◆ WHAT YOU NEED TO DO ◆
Below are records; copy every line among them that contains the word "water".

Collection entries
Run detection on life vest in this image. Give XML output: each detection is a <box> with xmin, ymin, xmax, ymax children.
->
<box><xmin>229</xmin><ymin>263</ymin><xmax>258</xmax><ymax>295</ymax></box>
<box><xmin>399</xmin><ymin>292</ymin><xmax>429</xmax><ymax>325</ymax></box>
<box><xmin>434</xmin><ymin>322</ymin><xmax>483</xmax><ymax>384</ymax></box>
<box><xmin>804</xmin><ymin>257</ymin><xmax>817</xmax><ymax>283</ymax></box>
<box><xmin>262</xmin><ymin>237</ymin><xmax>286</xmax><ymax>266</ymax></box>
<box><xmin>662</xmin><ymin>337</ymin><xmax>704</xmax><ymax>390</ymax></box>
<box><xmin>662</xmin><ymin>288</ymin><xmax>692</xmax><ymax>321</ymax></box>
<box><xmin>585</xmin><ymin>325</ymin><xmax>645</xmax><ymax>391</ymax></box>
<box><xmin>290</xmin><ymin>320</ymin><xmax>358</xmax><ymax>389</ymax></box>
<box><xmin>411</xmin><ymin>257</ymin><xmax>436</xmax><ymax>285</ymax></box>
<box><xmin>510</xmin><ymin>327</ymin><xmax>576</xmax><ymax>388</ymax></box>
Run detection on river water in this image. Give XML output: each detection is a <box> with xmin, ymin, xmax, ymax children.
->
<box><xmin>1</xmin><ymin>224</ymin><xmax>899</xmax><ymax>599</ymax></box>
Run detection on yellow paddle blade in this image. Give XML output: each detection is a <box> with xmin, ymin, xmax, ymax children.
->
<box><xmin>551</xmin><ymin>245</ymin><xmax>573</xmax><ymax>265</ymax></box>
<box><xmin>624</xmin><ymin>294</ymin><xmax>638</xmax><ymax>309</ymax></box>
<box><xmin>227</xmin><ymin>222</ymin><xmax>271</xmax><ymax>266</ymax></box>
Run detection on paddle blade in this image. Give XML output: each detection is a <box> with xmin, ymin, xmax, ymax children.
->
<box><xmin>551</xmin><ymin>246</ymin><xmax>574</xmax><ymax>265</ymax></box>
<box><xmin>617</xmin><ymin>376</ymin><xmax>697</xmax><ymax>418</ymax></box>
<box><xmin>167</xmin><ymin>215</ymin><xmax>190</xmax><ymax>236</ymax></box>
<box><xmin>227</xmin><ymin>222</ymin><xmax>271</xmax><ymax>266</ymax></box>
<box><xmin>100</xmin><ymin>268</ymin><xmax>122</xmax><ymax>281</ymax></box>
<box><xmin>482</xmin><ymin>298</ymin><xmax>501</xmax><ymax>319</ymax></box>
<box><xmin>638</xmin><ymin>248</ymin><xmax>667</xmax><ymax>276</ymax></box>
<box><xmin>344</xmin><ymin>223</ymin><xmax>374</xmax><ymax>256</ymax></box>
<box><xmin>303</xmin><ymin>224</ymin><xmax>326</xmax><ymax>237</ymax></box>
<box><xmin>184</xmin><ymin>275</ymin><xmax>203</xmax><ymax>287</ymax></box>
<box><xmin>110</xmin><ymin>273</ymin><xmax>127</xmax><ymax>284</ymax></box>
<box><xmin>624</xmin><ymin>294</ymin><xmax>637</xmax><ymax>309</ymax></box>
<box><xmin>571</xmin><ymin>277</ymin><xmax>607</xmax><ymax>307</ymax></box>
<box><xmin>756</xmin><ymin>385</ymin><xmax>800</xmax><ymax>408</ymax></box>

==

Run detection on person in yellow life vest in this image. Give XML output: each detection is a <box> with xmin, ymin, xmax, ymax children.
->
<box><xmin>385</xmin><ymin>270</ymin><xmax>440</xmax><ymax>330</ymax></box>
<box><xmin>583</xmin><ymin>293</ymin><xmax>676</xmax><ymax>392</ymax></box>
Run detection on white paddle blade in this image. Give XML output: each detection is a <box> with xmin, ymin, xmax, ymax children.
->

...

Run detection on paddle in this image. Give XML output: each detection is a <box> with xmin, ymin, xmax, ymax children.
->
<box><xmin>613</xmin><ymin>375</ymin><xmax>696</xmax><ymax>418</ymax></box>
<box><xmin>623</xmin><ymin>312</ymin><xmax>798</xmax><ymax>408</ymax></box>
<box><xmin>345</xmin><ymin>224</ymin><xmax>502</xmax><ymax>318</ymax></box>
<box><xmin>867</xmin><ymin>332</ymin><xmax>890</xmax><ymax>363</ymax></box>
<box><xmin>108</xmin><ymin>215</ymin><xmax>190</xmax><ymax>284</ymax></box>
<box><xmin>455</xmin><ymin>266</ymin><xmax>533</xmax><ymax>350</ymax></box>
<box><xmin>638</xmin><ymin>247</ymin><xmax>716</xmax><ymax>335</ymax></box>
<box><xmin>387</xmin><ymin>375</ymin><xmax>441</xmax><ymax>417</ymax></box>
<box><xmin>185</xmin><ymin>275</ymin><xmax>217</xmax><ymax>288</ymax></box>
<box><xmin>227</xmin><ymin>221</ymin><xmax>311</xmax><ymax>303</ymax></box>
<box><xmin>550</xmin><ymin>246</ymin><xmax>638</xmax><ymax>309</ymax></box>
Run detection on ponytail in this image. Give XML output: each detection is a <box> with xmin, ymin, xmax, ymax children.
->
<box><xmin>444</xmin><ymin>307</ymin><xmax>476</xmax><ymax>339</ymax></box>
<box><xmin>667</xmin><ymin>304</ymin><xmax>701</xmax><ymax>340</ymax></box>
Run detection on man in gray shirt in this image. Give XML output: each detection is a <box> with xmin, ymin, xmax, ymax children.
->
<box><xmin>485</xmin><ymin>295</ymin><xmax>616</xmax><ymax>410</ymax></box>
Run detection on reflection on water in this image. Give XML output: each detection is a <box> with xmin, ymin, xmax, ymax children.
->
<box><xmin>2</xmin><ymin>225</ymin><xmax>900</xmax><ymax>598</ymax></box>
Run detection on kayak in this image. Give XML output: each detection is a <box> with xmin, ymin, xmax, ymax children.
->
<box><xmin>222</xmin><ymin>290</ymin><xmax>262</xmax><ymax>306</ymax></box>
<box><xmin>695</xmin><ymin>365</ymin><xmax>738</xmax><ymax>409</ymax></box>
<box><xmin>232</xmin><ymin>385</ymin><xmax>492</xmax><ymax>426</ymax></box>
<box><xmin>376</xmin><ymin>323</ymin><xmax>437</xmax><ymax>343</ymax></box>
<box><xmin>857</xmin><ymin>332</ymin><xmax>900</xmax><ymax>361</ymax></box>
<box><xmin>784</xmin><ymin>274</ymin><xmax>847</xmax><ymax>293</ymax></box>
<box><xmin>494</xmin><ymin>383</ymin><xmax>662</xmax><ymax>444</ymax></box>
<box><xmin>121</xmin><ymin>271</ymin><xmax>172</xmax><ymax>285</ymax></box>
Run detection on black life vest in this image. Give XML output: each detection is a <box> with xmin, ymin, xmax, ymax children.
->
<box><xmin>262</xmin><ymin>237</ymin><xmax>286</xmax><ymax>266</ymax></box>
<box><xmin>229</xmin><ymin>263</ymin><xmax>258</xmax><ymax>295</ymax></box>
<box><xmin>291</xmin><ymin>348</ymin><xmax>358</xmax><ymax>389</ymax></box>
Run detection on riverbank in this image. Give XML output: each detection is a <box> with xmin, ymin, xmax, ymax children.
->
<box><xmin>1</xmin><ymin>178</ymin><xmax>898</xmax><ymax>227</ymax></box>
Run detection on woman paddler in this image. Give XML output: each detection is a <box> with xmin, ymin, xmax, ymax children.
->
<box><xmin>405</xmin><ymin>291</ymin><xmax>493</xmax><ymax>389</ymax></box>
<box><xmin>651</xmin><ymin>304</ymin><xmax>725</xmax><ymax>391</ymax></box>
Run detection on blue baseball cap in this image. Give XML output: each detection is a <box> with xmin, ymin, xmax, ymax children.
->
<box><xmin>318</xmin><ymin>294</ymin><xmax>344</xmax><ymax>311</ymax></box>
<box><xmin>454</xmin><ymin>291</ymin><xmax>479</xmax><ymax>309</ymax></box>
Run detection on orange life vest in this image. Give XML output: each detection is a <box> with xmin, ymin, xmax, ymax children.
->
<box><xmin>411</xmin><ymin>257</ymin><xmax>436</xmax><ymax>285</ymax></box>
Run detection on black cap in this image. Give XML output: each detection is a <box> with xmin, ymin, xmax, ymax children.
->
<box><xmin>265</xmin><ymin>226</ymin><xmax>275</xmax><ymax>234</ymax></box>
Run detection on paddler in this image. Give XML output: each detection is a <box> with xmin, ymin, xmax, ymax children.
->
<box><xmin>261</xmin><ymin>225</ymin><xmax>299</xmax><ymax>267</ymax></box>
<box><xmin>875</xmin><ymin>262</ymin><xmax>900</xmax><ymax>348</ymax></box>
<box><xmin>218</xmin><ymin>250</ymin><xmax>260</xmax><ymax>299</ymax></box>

◆ TASK RESULT ◆
Run detection on river water in this image. Give XML output: each detection is a <box> with xmin, ymin, xmax, ymax children.
Run detection on reflection on water in this image. Give XML output: each detection is a <box> with xmin, ymin, xmax, ymax children.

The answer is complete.